I modelli linguistici di intelligenza artificiale non sono semplici strumenti di calcolo del linguaggio: imitano alcune dinamiche profonde della mente umana, comprese le sue distorsioni. Questo è il punto di partenza di uno studio recentemente pubblicato sulla rivista Nature Scientific Data. L’articolo è firmato da un team multidisciplinare: Katherine Abramski (Dipartimento di Informatica dell’Università di Pisa), Riccardo Improta e Giulio Rossetti (Cnr – Istituto di Scienza e Tecnologie dell’Informazione “A. Faedo”) e Massimo Stella, (Dipartimento di Psicologia e Scienze cognitive dell’Università di Trento).
Al centro della ricerca c’è una domanda fondamentale: quanto e in che modo i grandi modelli linguistici di intelligenza artificiale (Llm, Large Language Models) riflettono i bias cognitivi e affettivi tipici del pensiero umano? Per rispondere, il gruppo di lavoro ha ideato un esperimento ispirato alla psicologia cognitiva e lo ha applicato a tre diversi modelli linguistici: Mistral, Aiku e Llama 3.
«L’idea nasce da un’esigenza precisa nel nostro laboratorio, il CogNosco Lab, e si collega sia al progetto di Ateneo “Cognosco” che a una collaborazione con il consorzio europeo HumanE Ai Net», puntualizza Massimo Stella, co-corresponding author dello studio. Nella mente umana, il linguaggio si modellizza tramite un sistema chiamato lessico mentale: una rete dinamica in cui le parole non sono isolate come in un dizionario, ma collegate tra loro da un insieme di proprietà semantiche, emozionali, pragmatiche. Questo modello è alla base delle nostre associazioni spontanee tra concetti. «I modelli linguistici non sono necessariamente coscienti o pensanti – precisa il ricercatore – ma possono essere testati con esperimenti che usiamo per studiare il comportamento umano. Questa disciplina emergente si chiama machine psychology: l’essere umano analizza il comportamento della macchina, come se fosse un paziente, per capire come ragiona».
Il cuore dell’esperimento è un compito classico in psicologia: l’associazione libera. Viene mostrata una parola-stimolo a un partecipante umano (o, in questo caso, a un modello linguistico) e si chiedono tre risposte associative, in rapida sequenza. Per esempio, alla parola “matematica” una persona può rispondere “numeri”, “equazioni”, “difficile”; ma se le risposte sono “noia”, “frustrazione”, “panico”, allora si evidenzia un bias affettivo negativo. «Abbiamo costruito un dataset sperimentale con oltre un milione di risposte per circa 12 mila concetti base, ciascuno valutato da tre modelli linguistici diversi», spiega l’autore dell’articolo. «L’idea è mappare la struttura delle associazioni e identificare pattern simili o divergenti rispetto ai dati umani». Ogni esperimento è stato personalizzato con prompt che simulavano identità umane specifiche, come per esempio: “Sei un uomo di 53 anni, vieni da Sydney…”. In questo modo è stato possibile rendere comparabili i risultati con quelli umani raccolti dal dataset psicologico Small World of Words, un corpus validato in ambito accademico che include informazioni su età, genere, provenienza delle persone partecipanti.

^^^^

■ Compito A:
Riporta parola per parola, dal brano selezionato, il tratto che va da "Al centro della" fino a "Aiku e Llama 3.".
■ Compito B:
Traduci in inglese questa frase del brano sullo studio dei bias nei modelli linguistici: «Il cuore dell’esperimento è un compito classico in psicologia: l’associazione libera.»

■ Estratto del dataset:
^^^^

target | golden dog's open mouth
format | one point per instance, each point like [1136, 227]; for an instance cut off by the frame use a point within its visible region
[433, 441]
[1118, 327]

^^^^

■ Risposta A:
Al centro della ricerca c’è una domanda fondamentale: quanto e in che modo i grandi modelli linguistici di intelligenza artificiale (Llm, Large Language Models) riflettono i bias cognitivi e affettivi tipici del pensiero umano? Per rispondere, il gruppo di lavoro ha ideato un esperimento ispirato alla psicologia cognitiva e lo ha applicato a tre diversi modelli linguistici: Mistral, Aiku e Llama 3.

■ Risposta B:
The core of the experiment is a classic task in psychology: free association.